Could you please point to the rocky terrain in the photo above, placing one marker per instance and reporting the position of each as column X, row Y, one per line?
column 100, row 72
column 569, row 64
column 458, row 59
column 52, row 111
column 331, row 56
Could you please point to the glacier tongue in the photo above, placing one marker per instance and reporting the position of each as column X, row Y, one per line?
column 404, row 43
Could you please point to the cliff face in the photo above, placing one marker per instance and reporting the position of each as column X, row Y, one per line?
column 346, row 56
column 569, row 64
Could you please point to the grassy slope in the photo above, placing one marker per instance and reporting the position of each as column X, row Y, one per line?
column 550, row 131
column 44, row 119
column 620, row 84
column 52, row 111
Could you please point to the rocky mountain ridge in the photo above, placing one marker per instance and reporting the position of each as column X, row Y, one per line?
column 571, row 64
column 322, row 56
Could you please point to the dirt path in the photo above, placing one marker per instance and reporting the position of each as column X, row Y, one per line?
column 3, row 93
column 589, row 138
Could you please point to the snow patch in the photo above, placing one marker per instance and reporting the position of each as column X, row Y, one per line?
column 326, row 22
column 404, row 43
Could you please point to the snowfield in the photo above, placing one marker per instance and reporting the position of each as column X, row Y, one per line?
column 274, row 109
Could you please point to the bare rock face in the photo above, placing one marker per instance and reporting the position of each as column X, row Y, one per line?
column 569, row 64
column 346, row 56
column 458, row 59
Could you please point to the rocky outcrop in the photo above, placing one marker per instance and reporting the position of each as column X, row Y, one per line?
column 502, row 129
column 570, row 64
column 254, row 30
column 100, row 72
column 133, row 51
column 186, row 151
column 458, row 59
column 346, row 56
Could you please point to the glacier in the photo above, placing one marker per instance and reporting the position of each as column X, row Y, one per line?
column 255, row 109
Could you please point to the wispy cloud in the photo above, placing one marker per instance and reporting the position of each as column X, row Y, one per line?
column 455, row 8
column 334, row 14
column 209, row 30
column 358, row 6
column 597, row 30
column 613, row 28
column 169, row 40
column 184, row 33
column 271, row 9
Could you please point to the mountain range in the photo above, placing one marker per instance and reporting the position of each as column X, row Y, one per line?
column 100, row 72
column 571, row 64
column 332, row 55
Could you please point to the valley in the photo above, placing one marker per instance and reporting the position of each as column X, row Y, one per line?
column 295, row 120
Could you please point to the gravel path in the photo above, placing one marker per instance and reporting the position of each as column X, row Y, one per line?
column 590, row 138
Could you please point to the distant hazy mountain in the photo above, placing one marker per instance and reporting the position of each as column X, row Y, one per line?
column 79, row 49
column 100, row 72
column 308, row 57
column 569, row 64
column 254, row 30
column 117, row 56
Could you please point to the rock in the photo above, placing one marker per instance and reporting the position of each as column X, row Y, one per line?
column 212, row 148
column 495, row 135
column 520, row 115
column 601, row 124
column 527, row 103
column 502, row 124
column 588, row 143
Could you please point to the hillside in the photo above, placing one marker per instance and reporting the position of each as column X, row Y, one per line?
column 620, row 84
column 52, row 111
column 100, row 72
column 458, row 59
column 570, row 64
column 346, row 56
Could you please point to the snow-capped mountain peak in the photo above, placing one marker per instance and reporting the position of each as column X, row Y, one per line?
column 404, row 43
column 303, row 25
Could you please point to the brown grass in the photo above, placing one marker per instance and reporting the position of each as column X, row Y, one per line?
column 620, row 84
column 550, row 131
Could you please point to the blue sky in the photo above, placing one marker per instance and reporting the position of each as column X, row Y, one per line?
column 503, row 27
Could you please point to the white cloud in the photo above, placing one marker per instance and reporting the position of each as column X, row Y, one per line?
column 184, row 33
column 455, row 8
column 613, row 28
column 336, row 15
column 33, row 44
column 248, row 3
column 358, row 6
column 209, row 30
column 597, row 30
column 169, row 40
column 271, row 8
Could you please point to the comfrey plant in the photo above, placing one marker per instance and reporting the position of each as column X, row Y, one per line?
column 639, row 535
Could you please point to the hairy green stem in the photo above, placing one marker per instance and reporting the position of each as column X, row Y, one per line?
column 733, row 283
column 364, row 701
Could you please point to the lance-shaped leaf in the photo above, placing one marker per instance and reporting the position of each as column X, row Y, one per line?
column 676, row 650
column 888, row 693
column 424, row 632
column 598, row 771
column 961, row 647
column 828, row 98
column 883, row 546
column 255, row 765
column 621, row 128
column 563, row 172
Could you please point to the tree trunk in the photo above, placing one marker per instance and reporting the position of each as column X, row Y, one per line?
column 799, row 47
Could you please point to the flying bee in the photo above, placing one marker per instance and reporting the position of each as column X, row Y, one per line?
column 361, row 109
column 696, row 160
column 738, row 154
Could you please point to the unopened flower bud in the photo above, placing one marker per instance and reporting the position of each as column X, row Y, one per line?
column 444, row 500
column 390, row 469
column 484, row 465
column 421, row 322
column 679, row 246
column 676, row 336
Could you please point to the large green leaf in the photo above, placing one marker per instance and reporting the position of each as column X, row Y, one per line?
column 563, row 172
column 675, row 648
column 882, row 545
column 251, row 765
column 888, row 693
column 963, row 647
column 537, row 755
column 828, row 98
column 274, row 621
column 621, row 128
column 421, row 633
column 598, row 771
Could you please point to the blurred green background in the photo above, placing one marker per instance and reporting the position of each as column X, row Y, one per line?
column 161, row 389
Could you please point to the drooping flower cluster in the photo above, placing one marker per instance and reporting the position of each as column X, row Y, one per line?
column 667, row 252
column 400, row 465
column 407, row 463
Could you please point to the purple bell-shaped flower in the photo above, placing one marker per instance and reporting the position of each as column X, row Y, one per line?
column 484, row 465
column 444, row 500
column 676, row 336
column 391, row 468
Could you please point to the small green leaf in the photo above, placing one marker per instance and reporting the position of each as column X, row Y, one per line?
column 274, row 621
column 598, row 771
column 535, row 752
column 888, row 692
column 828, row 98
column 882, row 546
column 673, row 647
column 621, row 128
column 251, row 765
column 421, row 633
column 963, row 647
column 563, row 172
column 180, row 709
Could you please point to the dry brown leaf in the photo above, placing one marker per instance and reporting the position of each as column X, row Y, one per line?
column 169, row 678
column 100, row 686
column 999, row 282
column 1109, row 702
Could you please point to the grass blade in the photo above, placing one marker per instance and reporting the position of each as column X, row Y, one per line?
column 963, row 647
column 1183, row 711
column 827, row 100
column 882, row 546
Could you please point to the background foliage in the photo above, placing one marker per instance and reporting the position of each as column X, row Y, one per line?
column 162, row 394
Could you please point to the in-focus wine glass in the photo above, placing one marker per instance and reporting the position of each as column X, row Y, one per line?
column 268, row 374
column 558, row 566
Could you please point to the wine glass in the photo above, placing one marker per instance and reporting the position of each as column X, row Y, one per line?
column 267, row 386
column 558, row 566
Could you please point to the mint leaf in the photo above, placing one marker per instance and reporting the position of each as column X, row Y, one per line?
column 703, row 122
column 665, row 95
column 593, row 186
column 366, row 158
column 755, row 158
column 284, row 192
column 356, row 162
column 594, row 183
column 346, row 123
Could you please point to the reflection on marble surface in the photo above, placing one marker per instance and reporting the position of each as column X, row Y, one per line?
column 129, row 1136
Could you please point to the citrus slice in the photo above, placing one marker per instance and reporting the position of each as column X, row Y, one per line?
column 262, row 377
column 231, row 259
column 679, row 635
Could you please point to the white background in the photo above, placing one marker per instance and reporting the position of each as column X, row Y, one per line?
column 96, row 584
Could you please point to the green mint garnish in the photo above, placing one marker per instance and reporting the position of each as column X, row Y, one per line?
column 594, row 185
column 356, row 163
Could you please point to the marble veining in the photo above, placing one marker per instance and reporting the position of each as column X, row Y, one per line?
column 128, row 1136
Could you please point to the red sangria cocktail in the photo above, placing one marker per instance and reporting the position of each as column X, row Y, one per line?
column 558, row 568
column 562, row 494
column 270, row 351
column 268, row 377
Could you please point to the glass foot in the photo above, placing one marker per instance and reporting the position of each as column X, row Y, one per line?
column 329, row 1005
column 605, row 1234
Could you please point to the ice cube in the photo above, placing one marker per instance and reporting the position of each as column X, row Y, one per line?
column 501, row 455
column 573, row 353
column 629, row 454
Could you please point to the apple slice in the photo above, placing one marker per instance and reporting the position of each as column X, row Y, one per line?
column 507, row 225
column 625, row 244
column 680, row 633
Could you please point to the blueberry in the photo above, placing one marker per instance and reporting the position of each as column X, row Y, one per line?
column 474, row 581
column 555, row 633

What you will do:
Could you copy out, word for word, the lines from the line with "Could you please point to the snowfield" to the line with "column 332, row 55", keeping both of those lines and leaving out everything else?

Result of this exercise:
Could you please point to the snowfield in the photo above, placing one marker per instance and reporting the position of each as column X, row Y, one per line?
column 274, row 109
Could you please point to the bare rock face in the photo above, placing one marker per instance and reporting the position of each as column X, row Y, one per line?
column 569, row 64
column 346, row 56
column 458, row 59
Could you please point to the rocky outcrop in the photo above, placing one marker per instance and reporting the position of each as column X, row Y, one per line?
column 502, row 129
column 570, row 64
column 254, row 30
column 100, row 72
column 133, row 51
column 186, row 151
column 458, row 59
column 346, row 56
Could you please point to the glacier in the photo above, placing one marker per instance and reporting the position of each as column X, row Y, one per line?
column 255, row 109
Could you please point to the wispy cloud in the photo above, placing one marker per instance and reporting the position of each as column X, row Y, one per line?
column 455, row 8
column 334, row 14
column 209, row 30
column 358, row 6
column 597, row 30
column 613, row 28
column 169, row 40
column 184, row 33
column 271, row 9
Could you please point to the mountain range in the photo above, placing one marker per instance and reporting the position of each as column X, row Y, one per line?
column 100, row 72
column 571, row 64
column 332, row 55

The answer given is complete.